** Begin Records supplied **

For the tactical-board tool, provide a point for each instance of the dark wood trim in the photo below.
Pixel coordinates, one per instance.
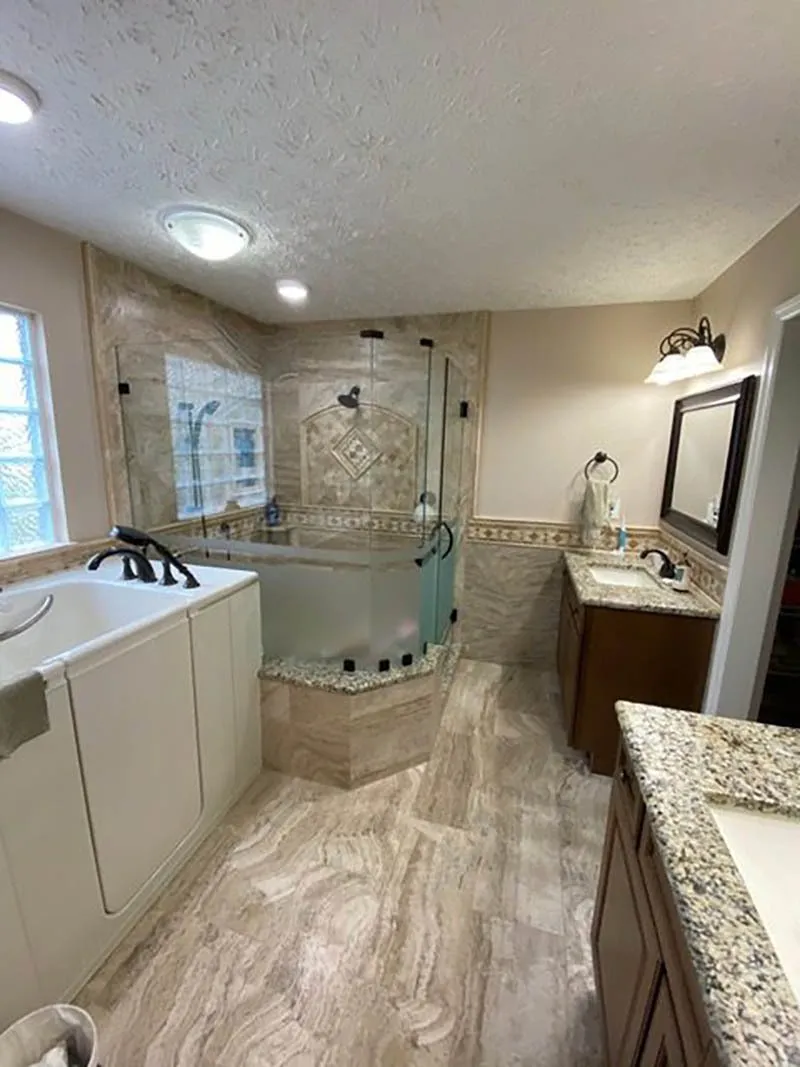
(744, 395)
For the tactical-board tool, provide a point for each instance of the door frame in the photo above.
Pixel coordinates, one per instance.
(765, 525)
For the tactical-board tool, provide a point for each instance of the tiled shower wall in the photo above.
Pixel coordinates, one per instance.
(133, 316)
(325, 456)
(321, 456)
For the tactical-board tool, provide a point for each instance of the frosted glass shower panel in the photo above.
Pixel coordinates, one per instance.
(315, 611)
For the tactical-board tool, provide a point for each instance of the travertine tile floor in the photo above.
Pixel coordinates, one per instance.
(437, 917)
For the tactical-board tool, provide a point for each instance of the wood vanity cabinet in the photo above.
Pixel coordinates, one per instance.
(650, 1001)
(607, 654)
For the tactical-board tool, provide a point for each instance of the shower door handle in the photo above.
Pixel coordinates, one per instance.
(451, 539)
(432, 552)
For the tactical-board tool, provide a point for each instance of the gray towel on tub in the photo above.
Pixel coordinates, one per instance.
(22, 713)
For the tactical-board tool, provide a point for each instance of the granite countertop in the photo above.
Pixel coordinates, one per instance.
(333, 679)
(684, 764)
(658, 598)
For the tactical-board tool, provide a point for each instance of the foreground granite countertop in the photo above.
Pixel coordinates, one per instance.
(684, 763)
(659, 599)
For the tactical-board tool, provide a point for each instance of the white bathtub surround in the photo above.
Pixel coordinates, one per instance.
(155, 730)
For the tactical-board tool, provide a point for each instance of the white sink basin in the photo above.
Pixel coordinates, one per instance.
(633, 577)
(766, 849)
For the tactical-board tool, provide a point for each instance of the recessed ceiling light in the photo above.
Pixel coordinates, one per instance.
(206, 234)
(18, 101)
(292, 291)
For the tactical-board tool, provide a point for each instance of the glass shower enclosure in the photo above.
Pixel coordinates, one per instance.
(331, 467)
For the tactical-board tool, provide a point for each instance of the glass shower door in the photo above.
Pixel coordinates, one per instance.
(445, 449)
(451, 511)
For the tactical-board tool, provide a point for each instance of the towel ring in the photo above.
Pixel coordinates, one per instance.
(603, 458)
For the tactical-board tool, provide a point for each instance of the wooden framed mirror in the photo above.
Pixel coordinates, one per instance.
(705, 461)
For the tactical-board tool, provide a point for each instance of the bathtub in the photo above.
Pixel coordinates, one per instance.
(155, 730)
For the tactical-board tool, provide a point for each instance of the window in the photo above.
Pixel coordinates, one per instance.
(31, 515)
(217, 425)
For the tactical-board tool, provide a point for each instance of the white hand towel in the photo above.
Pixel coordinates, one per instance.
(594, 512)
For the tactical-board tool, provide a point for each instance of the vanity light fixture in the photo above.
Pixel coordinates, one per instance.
(206, 234)
(18, 101)
(292, 291)
(687, 352)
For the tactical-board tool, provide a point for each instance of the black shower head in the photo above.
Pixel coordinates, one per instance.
(350, 399)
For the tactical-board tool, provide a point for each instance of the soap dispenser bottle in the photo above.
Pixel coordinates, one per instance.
(622, 538)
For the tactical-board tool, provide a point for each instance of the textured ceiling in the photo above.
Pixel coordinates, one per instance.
(414, 156)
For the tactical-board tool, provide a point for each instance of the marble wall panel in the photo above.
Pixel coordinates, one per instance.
(132, 314)
(511, 604)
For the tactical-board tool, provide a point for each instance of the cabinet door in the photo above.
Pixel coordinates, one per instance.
(569, 662)
(625, 949)
(245, 635)
(133, 711)
(662, 1042)
(45, 829)
(18, 987)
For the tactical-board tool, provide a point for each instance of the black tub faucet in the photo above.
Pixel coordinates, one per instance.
(136, 563)
(131, 536)
(668, 568)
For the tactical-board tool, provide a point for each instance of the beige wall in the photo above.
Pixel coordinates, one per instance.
(740, 302)
(560, 385)
(41, 271)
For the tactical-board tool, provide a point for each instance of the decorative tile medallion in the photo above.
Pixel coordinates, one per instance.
(355, 451)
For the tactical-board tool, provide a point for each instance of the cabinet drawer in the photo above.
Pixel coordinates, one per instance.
(677, 966)
(632, 806)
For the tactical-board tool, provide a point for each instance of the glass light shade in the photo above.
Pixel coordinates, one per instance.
(701, 361)
(18, 101)
(292, 291)
(206, 234)
(670, 368)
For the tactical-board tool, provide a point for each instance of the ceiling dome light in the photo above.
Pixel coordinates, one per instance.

** End Records supplied **

■ Given request: Without the pictures, restate all the entries above exactly.

■ Solution to the problem:
For the tactical-board tool, provide a point for each instance of the dark wood trim in the photo below.
Pixel coordinates, one per instance.
(744, 395)
For the tactical-board tool, provide a point for each instance of the door frame in the photo above.
Pixel coordinates, one per instance.
(765, 525)
For the tactical-board tool, provide a point for each instance of the tiled shower wall in the photo above.
Pixel coordinates, one per instance.
(133, 316)
(325, 456)
(321, 456)
For the tactical-board tool, provide a point for each instance of the frosted glass shower panel in the photo above.
Pixel coordinates, one per instance.
(315, 611)
For the tactical-board tool, provide a point for each instance of the travertine tile floor in the photo above.
Pixel coordinates, one per instance.
(437, 917)
For the tactical-board tool, provide a point for each instance of the wood vanity cabinet in the photo above.
Pixel coordinates, one per instance.
(650, 1001)
(607, 654)
For the tactical-board tool, provide a point for each instance of the shower door handle in the photo above.
Pixel coordinates, one per instance.
(451, 539)
(432, 552)
For the tactical-board tool, provide a point for each instance of the gray towel on tub in the photo above.
Pixel coordinates, one per instance.
(22, 713)
For the tactical-board tool, provide a point for each instance of the granite countertop in the photo above.
Pixel coordinates, one per instance.
(333, 679)
(684, 764)
(658, 598)
For the tactical-board tool, provide a point for each instance of the foreground granite countertop in the photo above.
Pixel coordinates, one per instance.
(684, 763)
(659, 599)
For the tactical-board tool, provide a point for each instance of the white bathtub surround in the photo above.
Pixel coordinates, one per instance.
(155, 730)
For the tactical-board tool, provide a point for each instance of the white sink basin in the photo above.
Pixel coordinates, one per instance.
(633, 577)
(766, 849)
For the tactical-board tool, provide a point for each instance of the recessed ceiling light in the photo above.
Pixel coordinates, one per instance.
(206, 234)
(18, 101)
(292, 291)
For the tactical-board tool, provide a point for each instance of the glass shower enclosure in the photo above.
Pixel coordinates, one per instance.
(331, 467)
For the tactical-board tool, provide a point for each instance of the glass shower door in the photo above.
Pixel coordinates, one per instance.
(445, 449)
(451, 511)
For the tactical-board tool, provide a point for each instance of the towel ring in the photo above.
Pixel coordinates, one per instance.
(603, 458)
For the tactical-board tool, provide a point for each instance of the wooden framed mirror in the photo above.
Pixel coordinates, one per instance.
(705, 461)
For the tactical-board tool, provide a point for each instance of the bathtub in the photo above.
Pixel coordinates, one per instance.
(155, 730)
For the tactical-board tool, provide a point for each instance of the window in the photo above.
Pixel coordinates, one per instance.
(31, 515)
(217, 425)
For the tactical-board tool, provide a point for each instance of the white hand towel in the photo above.
Pixel coordinates, one per instance.
(594, 512)
For the tactical-board tool, provide a point for each instance of the vanity light fixture in the photo above.
Pixel coordinates, one per instance.
(206, 234)
(18, 101)
(292, 291)
(687, 352)
For the tactical-board tool, provide a point for each instance of the black shower head in the photo above.
Pixel coordinates, one per instance.
(350, 399)
For the tactical-board tool, provide a point for each instance of the soap dispenser bottle in the photo above.
Pixel coordinates, one per instance.
(622, 538)
For the tactical-board tool, provide a point for each instance of the textured ceiling in the photo above.
Pixel coordinates, one per instance.
(414, 156)
For the tactical-board tool, provide a point for each instance of the marble wall panel in the photo above.
Pixel coordinates, one per instance.
(132, 314)
(511, 604)
For the tactical-board tool, provide a point for each instance of the cabinet door in the photo above.
Pixel coordinates, one per instance.
(569, 662)
(625, 949)
(245, 635)
(133, 711)
(662, 1042)
(45, 829)
(18, 987)
For the tactical-board tool, provide a point for each instance of the black tub faucet in the photo above.
Pixel coordinates, one per instance.
(136, 563)
(131, 536)
(668, 568)
For the tactical-board tool, provide a point for each instance of the beige wall in the photo above.
Pixel coordinates, one per instance.
(740, 302)
(560, 385)
(41, 271)
For the tactical-board tool, provide a point for each instance of the decorative tile medallion in the photo above.
Pixel coordinates, one per instance.
(355, 451)
For the tactical-board tool, provide a point for each instance of the cabinet drawer in the photo above.
Pixel coordinates, one per instance.
(677, 966)
(632, 806)
For the tactical-board tool, provide a point for each instance of the glass light shade in the photo above.
Pixel coordinates, one per instance.
(701, 361)
(18, 101)
(292, 291)
(206, 234)
(670, 368)
For the tactical-board tool, provide a point for each instance of the ceiling dome light in the photo above.
Pixel coordinates, one per instance.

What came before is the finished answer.